> **Prompt**: Rewrite the forum thread, everything from "IMG_0137.jpg" down to "of self control!", replacing "ladies" with "friends".

> **Text under study**:
───

It's a BOY!!! i couldn't be happier&#10084;&#65039;&#10084;&#65039;
 



Attached Files:







IMG_0050.jpg
File size: 75.9 KB
Views: 2


----------



## swimmyj1

Omg yay a boy!!!! How exciting!!!!! *happy dancing!* I just can't wait for him to be here!!

Good news on my end too. I got a + opk on cd 14!!! Really hope this means my cycles are going back to normal finally


----------



## mama10893

ahhh swimmy thats awesome!!!

i know i'm sooo excited! Elliot James&#10084;&#65039; just can't wait to meet him!


----------



## mama10893

i love him so much already! look how perfect he is&#128525; my boy!
 



Attached Files:







IMG_0137.jpg
File size: 19.8 KB
Views: 2


----------



## Brandy_R

You ladies have been busy since I've been on here! I'm going to start checking this more!! 

Congrats to you both on the weight loss!!! That's amazing and takes a lot of self control! 

Mama I'm soooo happy for you! God def works in mysterious ways!! That's extremely exciting! 

Swimmy, sorry about dh sa!! Is there anything he can do to try to get it up? I've heard of guys taking clomid and stuff like that to help boost it. 

AFM: I've just been enjoying being on birth control and metformin haha. Going for my saline u/s Tues and are planning to start our injections July 14th. There's a couple things that's kind of bothering me and I'm wondering if we should hold off another couple months but I don't want to keep putting it off either. We just celebrated our 4 years wedding anniversary (together 8) so it's time to get the ball rollkg


----------



## mama10893

aw thank you brandy! i am
sooo beyond excited!

───

> **Provided records**:
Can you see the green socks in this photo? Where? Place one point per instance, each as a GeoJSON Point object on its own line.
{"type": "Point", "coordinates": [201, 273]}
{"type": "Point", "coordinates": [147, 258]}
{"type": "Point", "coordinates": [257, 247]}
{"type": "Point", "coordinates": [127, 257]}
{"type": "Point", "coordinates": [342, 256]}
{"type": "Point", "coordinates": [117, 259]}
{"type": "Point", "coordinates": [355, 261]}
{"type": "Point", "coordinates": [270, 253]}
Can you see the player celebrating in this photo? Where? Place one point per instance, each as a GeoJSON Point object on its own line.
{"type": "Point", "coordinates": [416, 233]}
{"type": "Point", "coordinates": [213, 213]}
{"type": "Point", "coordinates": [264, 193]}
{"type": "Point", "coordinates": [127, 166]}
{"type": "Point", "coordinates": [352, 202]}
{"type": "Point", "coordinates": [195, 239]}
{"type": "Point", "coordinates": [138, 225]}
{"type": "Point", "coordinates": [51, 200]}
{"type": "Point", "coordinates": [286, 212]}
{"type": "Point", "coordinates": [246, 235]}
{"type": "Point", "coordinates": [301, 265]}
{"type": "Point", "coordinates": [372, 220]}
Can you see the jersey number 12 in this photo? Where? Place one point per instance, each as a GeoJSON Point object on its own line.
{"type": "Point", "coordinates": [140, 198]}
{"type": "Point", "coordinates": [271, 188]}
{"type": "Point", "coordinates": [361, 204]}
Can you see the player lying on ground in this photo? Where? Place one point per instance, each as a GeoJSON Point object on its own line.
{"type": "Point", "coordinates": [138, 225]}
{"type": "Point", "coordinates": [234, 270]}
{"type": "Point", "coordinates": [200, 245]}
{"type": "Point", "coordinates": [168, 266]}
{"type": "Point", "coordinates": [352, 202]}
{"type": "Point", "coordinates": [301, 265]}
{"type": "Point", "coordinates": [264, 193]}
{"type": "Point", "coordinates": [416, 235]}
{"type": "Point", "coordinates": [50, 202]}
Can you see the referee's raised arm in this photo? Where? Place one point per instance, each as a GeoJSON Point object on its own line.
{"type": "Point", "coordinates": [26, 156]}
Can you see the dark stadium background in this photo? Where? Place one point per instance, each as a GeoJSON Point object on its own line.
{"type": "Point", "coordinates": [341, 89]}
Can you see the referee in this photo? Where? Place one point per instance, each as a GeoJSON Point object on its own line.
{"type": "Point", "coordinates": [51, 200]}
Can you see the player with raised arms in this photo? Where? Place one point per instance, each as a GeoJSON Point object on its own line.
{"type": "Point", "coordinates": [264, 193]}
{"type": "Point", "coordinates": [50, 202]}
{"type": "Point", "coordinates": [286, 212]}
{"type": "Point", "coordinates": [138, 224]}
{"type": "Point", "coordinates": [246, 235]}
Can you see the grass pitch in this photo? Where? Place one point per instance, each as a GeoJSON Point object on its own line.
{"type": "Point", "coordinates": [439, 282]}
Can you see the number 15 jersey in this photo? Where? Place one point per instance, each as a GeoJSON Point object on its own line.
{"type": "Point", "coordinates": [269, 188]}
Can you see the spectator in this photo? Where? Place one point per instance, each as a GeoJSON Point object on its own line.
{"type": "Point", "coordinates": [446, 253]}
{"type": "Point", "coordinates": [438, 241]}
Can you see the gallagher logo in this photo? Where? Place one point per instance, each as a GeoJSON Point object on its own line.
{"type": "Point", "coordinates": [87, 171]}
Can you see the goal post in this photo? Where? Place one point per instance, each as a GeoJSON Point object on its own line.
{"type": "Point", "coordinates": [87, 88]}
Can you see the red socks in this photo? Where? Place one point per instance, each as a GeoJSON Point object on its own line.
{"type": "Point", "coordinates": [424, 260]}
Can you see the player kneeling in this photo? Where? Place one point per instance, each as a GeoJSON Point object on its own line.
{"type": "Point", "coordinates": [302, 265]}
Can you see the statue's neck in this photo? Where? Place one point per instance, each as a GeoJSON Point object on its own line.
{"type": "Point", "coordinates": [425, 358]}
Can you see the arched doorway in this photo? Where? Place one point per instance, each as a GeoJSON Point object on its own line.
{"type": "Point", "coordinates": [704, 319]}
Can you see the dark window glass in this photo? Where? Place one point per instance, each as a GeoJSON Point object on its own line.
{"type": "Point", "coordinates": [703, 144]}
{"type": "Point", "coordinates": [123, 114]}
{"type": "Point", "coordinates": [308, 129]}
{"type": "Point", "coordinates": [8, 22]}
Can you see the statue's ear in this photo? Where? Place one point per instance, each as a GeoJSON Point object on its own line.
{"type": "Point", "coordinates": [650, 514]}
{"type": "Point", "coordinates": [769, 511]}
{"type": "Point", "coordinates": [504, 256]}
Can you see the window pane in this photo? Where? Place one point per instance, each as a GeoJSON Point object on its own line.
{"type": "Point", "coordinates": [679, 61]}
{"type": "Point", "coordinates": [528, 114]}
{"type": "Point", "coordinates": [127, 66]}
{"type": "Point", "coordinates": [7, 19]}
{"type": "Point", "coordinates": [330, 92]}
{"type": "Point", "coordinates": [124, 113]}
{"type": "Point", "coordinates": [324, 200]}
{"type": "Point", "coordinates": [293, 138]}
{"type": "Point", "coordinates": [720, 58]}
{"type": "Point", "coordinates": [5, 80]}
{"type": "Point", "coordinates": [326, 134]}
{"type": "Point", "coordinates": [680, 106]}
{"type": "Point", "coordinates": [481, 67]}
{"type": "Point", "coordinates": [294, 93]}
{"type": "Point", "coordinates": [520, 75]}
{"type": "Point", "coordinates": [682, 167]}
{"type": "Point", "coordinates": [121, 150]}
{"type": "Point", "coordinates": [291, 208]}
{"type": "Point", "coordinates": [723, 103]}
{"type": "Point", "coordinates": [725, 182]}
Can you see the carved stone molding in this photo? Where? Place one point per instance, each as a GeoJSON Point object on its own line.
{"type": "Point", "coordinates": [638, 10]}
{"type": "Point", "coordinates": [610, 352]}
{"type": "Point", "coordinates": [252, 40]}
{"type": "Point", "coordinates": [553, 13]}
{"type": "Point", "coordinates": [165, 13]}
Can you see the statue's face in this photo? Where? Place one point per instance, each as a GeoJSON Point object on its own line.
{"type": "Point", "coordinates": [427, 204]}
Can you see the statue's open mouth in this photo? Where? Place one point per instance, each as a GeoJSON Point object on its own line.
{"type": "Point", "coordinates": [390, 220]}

───

> **Expected output**:
IMG_0137.jpg
File size: 19.8 KB
Views: 2


----------



## Brandy_R

You friends have been busy since I've been on here! I'm going to start checking this more!! 

Congrats to you both on the weight loss!!! That's amazing and takes a lot of self control!